___ DATA SECTION ___

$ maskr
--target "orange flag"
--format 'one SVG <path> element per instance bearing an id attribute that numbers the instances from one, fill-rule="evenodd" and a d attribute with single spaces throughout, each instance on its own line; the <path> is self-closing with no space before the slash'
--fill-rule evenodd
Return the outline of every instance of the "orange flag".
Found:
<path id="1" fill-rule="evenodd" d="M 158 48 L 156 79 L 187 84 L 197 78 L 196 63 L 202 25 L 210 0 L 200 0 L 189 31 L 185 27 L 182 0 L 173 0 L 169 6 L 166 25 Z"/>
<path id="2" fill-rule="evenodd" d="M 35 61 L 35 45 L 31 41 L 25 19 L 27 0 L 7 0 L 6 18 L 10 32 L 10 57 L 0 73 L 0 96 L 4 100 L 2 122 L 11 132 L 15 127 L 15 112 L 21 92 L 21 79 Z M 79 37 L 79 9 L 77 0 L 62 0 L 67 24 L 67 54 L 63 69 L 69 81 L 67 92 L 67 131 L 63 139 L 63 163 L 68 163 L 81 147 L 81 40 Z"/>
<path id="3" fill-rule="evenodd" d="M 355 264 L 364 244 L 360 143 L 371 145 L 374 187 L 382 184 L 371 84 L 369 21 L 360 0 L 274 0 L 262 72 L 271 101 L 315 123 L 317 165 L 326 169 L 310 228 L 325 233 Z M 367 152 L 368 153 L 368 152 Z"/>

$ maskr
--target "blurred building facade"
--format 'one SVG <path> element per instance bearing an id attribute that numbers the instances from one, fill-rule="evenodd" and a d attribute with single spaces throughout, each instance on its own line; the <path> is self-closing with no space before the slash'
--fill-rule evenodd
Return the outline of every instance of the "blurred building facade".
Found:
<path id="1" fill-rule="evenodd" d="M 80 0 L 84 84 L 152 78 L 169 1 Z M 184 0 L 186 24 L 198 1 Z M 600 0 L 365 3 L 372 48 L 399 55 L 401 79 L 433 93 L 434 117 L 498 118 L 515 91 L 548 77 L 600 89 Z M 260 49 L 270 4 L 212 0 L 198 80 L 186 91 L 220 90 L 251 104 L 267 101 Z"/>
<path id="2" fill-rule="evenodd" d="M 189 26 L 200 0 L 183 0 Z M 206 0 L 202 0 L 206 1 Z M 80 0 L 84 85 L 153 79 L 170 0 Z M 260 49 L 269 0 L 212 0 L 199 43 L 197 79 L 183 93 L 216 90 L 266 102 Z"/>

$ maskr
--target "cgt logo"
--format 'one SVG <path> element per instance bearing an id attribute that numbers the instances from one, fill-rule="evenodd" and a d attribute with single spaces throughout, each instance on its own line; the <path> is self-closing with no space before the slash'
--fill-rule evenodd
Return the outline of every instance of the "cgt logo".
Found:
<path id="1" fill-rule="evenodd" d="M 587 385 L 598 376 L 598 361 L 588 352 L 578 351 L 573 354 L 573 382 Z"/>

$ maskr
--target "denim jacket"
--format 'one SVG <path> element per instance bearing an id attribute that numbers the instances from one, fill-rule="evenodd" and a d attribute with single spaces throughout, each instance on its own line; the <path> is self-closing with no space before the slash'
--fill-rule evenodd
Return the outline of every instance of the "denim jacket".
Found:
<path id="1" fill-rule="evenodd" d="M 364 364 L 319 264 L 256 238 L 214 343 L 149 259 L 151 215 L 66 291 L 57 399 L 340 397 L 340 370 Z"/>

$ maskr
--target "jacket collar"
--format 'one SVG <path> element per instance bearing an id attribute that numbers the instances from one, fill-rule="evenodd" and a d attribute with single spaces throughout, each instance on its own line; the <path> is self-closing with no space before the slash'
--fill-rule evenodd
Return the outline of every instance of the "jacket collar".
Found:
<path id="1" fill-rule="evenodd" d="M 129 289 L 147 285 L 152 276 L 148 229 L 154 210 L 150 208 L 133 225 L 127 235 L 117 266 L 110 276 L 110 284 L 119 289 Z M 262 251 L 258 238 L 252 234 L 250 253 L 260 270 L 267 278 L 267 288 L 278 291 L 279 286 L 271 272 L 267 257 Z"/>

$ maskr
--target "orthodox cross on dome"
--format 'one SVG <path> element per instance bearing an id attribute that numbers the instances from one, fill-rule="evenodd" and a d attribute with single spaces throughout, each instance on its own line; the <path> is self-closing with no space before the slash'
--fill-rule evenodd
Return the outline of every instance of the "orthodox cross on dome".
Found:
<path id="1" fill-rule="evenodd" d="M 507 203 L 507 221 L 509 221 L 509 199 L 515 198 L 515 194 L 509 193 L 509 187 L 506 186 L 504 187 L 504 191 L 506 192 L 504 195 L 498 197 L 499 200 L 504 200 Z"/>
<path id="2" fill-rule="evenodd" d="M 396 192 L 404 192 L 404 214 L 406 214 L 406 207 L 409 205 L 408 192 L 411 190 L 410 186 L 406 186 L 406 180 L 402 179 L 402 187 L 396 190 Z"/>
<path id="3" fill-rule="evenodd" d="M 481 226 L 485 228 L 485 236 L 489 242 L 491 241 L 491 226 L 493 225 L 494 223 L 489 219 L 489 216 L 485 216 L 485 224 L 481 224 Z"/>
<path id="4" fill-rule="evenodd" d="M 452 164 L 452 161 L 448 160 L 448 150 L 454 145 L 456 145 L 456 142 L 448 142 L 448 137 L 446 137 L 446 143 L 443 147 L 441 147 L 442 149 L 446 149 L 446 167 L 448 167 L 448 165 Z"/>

___

**TASK REQUIREMENTS:** Show each line of the listing that contains the string "target".

**PROBLEM SOLUTION:**
--target "orange flag"
--target "blurred building facade"
--target "cgt logo"
--target "denim jacket"
--target "jacket collar"
--target "orthodox cross on dome"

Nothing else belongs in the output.